Recorded data

===

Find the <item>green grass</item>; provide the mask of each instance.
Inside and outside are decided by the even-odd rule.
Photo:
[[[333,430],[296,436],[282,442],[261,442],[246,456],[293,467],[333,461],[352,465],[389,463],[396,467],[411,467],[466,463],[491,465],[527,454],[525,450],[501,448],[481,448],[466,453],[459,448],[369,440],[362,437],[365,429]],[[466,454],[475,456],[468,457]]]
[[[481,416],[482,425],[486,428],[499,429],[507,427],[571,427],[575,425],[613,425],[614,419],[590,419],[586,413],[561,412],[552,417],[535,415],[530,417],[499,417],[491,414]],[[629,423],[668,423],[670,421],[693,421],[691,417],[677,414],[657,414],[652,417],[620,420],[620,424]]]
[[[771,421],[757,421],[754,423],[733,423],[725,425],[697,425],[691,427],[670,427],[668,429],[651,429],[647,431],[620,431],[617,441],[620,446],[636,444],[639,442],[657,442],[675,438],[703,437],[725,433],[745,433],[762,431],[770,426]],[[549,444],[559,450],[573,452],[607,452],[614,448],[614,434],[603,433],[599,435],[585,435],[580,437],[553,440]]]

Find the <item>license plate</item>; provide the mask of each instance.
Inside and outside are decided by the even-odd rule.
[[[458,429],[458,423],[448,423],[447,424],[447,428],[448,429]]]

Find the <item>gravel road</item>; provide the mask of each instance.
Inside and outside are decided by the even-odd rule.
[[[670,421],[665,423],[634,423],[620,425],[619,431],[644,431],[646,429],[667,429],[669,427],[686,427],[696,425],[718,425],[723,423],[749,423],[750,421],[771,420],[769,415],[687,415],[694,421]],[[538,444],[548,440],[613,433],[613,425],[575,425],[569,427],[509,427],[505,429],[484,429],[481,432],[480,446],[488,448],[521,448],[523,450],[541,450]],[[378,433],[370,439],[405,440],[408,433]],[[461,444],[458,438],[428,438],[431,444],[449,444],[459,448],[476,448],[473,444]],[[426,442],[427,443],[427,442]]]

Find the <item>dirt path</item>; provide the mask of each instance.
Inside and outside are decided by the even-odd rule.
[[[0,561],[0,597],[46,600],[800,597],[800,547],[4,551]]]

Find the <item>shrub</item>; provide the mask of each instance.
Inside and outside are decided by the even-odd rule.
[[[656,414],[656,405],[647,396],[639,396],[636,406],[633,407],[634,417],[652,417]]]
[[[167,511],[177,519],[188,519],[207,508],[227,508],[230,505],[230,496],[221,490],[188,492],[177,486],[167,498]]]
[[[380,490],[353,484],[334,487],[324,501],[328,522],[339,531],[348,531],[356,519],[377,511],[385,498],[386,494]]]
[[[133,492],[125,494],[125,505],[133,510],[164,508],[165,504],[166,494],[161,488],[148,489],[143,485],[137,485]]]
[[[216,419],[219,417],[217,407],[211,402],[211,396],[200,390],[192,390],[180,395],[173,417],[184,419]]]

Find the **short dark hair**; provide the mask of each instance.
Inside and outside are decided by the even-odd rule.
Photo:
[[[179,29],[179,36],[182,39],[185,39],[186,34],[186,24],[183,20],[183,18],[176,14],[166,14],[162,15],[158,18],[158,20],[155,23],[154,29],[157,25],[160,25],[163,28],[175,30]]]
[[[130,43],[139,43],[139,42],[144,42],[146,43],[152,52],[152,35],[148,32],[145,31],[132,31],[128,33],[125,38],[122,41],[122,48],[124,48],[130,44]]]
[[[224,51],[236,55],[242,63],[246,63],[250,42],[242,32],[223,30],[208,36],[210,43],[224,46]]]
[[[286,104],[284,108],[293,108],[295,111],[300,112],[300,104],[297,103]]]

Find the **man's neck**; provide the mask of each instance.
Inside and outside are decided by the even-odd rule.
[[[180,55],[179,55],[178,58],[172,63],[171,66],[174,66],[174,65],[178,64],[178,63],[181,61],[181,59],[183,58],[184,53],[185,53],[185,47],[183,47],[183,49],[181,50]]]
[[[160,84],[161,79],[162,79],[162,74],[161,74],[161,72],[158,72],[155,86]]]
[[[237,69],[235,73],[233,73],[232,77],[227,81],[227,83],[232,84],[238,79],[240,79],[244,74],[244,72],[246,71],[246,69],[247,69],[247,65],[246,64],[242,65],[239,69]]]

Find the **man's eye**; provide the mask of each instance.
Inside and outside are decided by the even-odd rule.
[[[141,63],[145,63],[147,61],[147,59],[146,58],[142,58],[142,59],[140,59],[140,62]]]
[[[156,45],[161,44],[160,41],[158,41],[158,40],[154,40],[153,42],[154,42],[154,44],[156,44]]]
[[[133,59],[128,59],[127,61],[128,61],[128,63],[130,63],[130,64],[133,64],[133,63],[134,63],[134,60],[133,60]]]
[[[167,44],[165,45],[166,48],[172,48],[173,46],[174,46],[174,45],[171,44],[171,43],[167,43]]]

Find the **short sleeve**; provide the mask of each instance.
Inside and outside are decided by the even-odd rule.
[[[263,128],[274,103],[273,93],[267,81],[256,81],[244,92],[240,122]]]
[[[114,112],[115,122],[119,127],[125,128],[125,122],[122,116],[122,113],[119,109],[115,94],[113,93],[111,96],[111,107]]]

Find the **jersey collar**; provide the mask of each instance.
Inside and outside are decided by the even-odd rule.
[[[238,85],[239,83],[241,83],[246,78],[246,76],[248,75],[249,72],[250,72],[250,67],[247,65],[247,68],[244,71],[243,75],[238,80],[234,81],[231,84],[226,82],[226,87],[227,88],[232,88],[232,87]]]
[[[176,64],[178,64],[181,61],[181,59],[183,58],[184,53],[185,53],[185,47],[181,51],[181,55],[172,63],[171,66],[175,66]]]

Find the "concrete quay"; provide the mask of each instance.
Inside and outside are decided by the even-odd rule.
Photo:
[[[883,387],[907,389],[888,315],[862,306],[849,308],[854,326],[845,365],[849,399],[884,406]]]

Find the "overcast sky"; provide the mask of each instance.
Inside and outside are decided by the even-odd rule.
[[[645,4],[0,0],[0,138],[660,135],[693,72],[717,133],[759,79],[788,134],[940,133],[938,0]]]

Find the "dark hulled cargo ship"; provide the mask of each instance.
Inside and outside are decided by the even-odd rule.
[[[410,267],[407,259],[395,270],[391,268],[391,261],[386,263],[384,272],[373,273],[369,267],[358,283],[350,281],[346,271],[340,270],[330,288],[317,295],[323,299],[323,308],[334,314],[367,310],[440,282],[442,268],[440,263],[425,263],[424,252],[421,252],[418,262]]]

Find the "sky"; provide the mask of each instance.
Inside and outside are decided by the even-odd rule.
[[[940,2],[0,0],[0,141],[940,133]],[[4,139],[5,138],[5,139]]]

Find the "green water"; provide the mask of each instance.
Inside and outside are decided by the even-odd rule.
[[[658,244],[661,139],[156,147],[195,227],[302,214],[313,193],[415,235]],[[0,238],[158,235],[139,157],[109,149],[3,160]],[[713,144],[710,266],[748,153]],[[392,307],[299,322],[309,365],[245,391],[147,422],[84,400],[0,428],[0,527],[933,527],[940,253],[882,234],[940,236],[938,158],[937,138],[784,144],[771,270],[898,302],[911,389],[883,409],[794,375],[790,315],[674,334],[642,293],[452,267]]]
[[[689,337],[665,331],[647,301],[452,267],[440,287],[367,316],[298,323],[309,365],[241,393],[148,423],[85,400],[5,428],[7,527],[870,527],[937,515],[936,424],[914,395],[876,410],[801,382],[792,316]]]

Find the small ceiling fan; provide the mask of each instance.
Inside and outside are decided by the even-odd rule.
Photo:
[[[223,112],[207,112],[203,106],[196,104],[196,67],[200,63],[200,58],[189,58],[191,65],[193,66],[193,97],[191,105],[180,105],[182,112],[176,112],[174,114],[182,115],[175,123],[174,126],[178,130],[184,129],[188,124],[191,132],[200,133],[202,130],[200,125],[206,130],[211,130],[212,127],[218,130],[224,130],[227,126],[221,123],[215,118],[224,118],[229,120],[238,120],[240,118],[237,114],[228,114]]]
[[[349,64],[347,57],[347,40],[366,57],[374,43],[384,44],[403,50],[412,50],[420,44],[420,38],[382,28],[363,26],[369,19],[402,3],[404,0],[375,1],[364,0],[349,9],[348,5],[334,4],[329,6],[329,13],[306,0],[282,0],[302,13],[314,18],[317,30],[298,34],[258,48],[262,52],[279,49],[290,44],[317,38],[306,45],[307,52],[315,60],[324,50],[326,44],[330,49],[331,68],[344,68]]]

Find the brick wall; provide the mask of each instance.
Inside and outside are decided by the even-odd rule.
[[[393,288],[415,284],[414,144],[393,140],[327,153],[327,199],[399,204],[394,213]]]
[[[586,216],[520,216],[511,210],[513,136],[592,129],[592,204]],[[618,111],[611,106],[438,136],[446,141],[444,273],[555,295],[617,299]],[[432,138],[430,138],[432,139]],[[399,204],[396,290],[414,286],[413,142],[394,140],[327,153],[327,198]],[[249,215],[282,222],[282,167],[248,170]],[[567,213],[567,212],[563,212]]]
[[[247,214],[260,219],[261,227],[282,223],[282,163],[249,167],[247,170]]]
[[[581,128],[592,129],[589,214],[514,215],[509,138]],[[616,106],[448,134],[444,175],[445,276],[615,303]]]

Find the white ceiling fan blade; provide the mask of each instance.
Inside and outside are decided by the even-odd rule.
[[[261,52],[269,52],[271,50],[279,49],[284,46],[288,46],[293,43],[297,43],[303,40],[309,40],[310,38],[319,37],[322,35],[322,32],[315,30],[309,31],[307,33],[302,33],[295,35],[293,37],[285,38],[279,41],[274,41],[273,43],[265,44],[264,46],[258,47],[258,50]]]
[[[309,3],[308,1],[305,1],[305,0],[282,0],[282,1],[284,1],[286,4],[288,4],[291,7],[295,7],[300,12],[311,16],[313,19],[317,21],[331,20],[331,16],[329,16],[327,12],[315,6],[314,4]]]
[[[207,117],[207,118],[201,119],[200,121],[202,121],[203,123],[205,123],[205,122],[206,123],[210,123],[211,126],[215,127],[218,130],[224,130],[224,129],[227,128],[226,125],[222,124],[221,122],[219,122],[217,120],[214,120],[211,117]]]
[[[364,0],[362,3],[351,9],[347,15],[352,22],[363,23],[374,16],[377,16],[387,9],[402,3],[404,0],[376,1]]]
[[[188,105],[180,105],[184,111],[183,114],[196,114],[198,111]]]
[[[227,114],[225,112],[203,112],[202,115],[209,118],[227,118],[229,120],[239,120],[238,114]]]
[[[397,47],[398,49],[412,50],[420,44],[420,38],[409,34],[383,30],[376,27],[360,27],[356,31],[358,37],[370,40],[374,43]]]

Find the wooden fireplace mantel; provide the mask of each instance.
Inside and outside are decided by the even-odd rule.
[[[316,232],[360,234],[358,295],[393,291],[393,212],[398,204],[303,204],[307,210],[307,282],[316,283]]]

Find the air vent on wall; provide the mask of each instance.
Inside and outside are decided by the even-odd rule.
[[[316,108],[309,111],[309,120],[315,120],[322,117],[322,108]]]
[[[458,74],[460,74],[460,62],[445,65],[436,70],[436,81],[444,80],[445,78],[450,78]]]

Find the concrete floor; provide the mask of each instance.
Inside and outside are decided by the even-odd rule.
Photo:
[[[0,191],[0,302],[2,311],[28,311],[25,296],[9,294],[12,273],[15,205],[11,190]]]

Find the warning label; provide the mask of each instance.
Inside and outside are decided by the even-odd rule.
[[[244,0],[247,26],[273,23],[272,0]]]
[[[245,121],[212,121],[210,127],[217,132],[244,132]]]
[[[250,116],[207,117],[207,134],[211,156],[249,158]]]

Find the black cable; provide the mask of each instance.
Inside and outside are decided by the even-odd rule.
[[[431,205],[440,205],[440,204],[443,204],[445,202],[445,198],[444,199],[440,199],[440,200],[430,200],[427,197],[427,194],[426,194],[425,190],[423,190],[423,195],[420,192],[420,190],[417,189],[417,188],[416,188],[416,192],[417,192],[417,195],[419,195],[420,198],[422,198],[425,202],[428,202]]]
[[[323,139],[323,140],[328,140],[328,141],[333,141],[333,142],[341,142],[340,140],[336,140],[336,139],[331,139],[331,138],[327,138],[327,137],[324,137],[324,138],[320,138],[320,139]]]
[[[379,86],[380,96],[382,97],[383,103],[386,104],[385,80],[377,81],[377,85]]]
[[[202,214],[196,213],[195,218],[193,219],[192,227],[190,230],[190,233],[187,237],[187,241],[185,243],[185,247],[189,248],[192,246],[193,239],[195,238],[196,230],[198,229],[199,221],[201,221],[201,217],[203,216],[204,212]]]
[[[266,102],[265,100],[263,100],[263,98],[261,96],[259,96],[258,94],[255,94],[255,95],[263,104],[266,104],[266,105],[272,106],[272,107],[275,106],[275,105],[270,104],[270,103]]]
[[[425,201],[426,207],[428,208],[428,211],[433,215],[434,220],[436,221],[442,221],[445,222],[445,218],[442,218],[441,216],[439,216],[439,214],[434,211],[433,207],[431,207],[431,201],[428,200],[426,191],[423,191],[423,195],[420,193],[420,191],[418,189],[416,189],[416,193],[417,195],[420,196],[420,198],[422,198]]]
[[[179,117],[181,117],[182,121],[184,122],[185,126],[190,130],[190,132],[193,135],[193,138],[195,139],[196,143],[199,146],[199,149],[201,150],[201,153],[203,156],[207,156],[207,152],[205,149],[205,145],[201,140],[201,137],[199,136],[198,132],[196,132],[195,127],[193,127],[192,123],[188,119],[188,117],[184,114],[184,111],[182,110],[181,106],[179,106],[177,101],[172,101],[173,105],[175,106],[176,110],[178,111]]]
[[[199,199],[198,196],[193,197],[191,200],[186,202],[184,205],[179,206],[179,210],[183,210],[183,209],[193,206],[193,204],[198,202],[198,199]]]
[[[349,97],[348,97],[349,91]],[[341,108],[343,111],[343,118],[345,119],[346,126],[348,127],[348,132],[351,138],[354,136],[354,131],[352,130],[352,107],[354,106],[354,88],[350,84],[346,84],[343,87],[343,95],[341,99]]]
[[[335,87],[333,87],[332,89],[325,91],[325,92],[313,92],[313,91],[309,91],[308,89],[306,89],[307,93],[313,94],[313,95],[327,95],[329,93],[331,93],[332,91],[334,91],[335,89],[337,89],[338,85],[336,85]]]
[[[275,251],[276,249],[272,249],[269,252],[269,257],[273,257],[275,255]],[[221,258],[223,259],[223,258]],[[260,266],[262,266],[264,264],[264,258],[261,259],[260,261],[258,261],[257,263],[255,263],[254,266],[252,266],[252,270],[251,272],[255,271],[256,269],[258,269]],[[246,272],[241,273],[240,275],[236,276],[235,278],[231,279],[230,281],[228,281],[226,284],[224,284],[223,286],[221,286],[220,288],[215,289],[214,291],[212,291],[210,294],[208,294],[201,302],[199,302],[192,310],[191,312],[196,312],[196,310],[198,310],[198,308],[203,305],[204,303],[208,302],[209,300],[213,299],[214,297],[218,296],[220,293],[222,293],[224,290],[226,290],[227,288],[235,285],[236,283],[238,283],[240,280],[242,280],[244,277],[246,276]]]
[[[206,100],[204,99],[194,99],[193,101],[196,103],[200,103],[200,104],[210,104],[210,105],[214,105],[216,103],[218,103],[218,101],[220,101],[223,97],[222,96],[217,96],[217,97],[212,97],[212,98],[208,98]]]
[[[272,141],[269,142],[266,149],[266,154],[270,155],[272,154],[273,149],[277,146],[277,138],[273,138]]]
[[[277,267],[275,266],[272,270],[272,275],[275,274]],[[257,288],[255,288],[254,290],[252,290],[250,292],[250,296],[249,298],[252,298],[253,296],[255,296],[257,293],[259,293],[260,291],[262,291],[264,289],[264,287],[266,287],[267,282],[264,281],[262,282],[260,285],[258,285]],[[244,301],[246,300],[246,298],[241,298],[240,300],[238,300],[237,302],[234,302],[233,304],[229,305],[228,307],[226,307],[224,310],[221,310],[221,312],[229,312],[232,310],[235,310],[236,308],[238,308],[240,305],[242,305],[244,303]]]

===

What needs to be done
Spot every line in the entries that includes the word "item", and copy each one out.

Solved problem
Find the <item>green grass</item>; provide the mask of each instance.
Find the <item>license plate</item>; provide the mask of each instance.
Find the <item>gravel road</item>; provide the mask of each instance.
Find the <item>dirt path</item>; provide the mask of each instance.
Find the <item>shrub</item>; provide the mask of each instance.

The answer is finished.